--- Texto de lectura ---
↓

El consenso entre las mentes más privilegiadas en el campo económico se ha alcanzado: la desigualdad es un problema, y grave. Para las propias poblaciones y para los sistemas políticos democráticos. Y no se trata de ganar igualdad en perjuicio de la eficiencia. Al revés. “No hubo demasiada controversia acerca de la existencia de un equilibrio entre igualdad de ingresos y eficiencia (es decir, entre igualdad de ingresos y rendimiento económico)”, señalan Blanchard y Rodrik. Y añaden: “En todo caso, en muchas de las presentaciones –del congreso—se asumía ímplicitamente que la desigualdad está frenando el crecimiento económico al reducir las oportunidades económicas para las clases medias y bajas y fomentando (o reflejando) rentas monopolísticas para los muy ricos”.
El cambio ha llegado. ¿Qué quiere decir? La academia no rechaza la economía de mercado. Para nada. De hecho, la defiende frente a los monopolios. Dar rienda suelta a los mercados, sin embargo, o recortar los programas sociales, son “causas de la desigualdad”. Los dos economistas comparan la nueva situación frente a una década atrás, justo antes de la crisis económica de 2008. “Si nuestro congreso se hubiera celebrado, por ejemplo, una década antes, los participantes probablemente habrían señalado las intervenciones del Gobierno, los escasos incentivos económicos para trabajar y la rigidez de los mercados laborales como las causas del languidecer de los salarios en el estrato inferior de la distribución de la renta”.
Adiós a los sistemas democráticos
Ahora bien, ¿expandir los programas sociales es posible? ¿Se puede pagar? También aquí hubo un consenso sobre la necesidad de lograr más ingresos a través de impuestos. Pero selectivos. El debate giró sobre si la progresividad en el impuesto debía llegar vía ingreso o vía gasto. A través de IVA, o “corregir la desigualdad por arriba, recurriendo al impuesto sobre el Patrimonio y a un impuesto sobre la renta más progresivo”, pensando siempre en Estados Unidos. Una de las conclusiones fue que se trataba de combinar todos esos diferentes elementos para lograr más ingresos.
Lo que Blanchard y Rodrik constatan es algo revolucionario si se atiende a la ortodoxia de los últimos cuarenta años: “El congreso evidenció un consenso generalizado acerca de la necesidad de hacer algo para combatir la desigualdad y también en torno a la idea de que eliminar toda intervención del Gobierno o limitarse a estimular el crecimiento económico no funcionará. Al contrario, necesitamos que el Gobierno desempeñe un papel directo más contundente para eliminar las brechas existentes en el nivel de vida. Desde luego, el discurso de los economistas ha cambiado”.
Hay diferencias, claro, respecto a las políticas concretas que se deberían adoptar. ¿Preventivas? ¿pre-distributivas? Aquí juega un papel principal la inversión en educación, en tecnología y en innovación. También sobre a qué colectivos se debe dirigir una mayor atención. El libro es un compedio de todas esas soluciones y es un gozo estudiar los detalles. Pero hay consenso es que la desigualdad se ha hecho demasiado profunda, y en que puede ser el momento para que los populistas accedan al poder en muchos países. Y una vez alcanzado, como en el caso de Putin en Rusia –aunque hay muchos otros factores en juego—no lo abandonan fácilmente ni por su propio pie. Adiós a los sistemas democráticos entonces, si es que se considera que todavía tienen algún valor.

↑

--- Tareas por resolver ---
1 – Copia del texto sobre la desigualdad el fragmento que empieza con "Hay diferencias, claro, respecto" y sigue hasta "tienen algún valor.".
2 – Según el texto sobre la desigualdad, ¿qué causas del languidecer de los salarios en el estrato inferior habrían señalado los participantes si el congreso se hubiera celebrado una década antes? Enuméralas todas.
Las filas no guardan relación con el texto sobre la desigualdad.

--- Datos proporcionados ---

↓

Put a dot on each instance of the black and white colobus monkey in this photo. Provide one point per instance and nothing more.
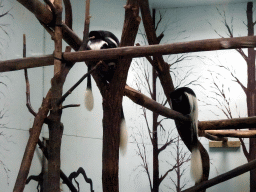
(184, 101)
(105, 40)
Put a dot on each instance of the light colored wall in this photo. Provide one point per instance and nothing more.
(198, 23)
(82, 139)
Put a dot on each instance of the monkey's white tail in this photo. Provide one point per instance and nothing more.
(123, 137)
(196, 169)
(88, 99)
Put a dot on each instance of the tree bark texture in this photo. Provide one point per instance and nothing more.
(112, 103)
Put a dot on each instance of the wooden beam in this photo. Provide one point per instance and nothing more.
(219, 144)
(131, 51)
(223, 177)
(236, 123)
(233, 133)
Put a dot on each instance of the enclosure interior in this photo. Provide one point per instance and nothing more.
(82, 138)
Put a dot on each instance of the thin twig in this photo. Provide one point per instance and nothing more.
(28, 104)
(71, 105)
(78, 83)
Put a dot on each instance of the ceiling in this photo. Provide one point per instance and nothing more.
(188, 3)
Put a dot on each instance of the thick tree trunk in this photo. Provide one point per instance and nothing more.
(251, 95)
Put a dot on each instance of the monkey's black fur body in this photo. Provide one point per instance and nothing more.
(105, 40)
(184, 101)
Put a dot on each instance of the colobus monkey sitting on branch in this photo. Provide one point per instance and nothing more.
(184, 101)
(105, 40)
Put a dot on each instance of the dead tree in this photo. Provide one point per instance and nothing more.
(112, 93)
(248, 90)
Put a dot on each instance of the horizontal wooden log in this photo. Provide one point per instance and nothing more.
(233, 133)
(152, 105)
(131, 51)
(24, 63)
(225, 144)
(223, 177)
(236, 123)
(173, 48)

↑
↓

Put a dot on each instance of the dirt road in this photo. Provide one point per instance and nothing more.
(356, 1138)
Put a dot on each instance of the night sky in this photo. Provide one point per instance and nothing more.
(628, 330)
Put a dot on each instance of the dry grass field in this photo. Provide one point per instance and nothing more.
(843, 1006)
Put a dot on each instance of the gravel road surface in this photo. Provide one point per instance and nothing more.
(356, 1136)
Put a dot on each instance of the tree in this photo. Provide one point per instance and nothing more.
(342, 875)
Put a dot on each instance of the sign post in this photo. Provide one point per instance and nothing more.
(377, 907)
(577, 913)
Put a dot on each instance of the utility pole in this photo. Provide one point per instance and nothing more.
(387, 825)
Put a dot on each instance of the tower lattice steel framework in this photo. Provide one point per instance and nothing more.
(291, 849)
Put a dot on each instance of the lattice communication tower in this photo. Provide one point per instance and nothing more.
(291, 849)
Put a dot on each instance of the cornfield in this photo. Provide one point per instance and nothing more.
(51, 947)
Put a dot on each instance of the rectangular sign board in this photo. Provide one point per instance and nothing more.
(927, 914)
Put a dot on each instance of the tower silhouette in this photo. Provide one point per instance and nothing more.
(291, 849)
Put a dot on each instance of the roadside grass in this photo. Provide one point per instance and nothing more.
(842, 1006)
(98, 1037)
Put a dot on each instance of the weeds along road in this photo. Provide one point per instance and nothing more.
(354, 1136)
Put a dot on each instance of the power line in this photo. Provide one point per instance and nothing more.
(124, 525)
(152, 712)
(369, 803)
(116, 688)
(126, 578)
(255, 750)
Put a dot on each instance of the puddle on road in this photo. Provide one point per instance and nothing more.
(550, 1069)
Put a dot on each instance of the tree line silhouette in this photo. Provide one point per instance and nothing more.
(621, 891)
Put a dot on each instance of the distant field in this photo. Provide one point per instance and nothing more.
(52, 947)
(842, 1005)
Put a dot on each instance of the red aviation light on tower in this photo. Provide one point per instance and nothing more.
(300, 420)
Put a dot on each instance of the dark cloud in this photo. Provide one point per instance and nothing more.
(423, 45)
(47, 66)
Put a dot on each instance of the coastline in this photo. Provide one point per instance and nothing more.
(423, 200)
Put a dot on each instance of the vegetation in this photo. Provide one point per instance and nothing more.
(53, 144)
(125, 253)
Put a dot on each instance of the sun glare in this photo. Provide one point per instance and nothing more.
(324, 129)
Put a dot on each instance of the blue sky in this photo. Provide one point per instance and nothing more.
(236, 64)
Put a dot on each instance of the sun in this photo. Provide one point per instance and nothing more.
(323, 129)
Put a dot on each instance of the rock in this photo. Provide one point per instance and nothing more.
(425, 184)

↑
↓

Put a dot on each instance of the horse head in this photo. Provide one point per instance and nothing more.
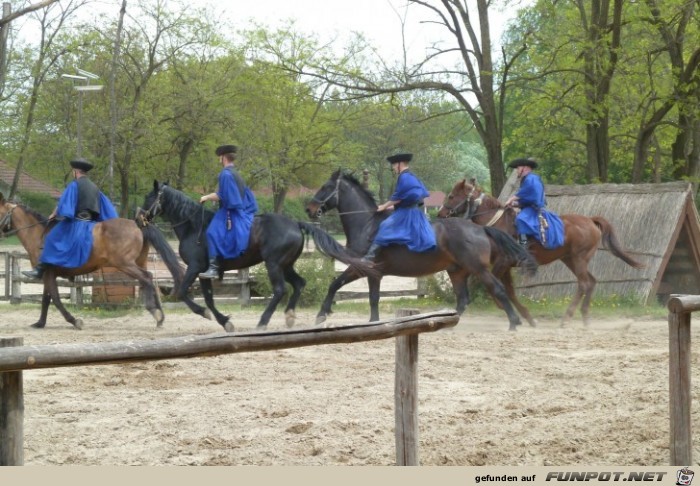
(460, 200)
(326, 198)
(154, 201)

↑

--- Respuestas por tarea ---
1 –
Hay diferencias, claro, respecto a las políticas concretas que se deberían adoptar. ¿Preventivas? ¿pre-distributivas? Aquí juega un papel principal la inversión en educación, en tecnología y en innovación. También sobre a qué colectivos se debe dirigir una mayor atención. El libro es un compedio de todas esas soluciones y es un gozo estudiar los detalles. Pero hay consenso es que la desigualdad se ha hecho demasiado profunda, y en que puede ser el momento para que los populistas accedan al poder en muchos países. Y una vez alcanzado, como en el caso de Putin en Rusia –aunque hay muchos otros factores en juego—no lo abandonan fácilmente ni por su propio pie. Adiós a los sistemas democráticos entonces, si es que se considera que todavía tienen algún valor.

2 –
- las intervenciones del Gobierno
- los escasos incentivos económicos para trabajar
- la rigidez de los mercados laborales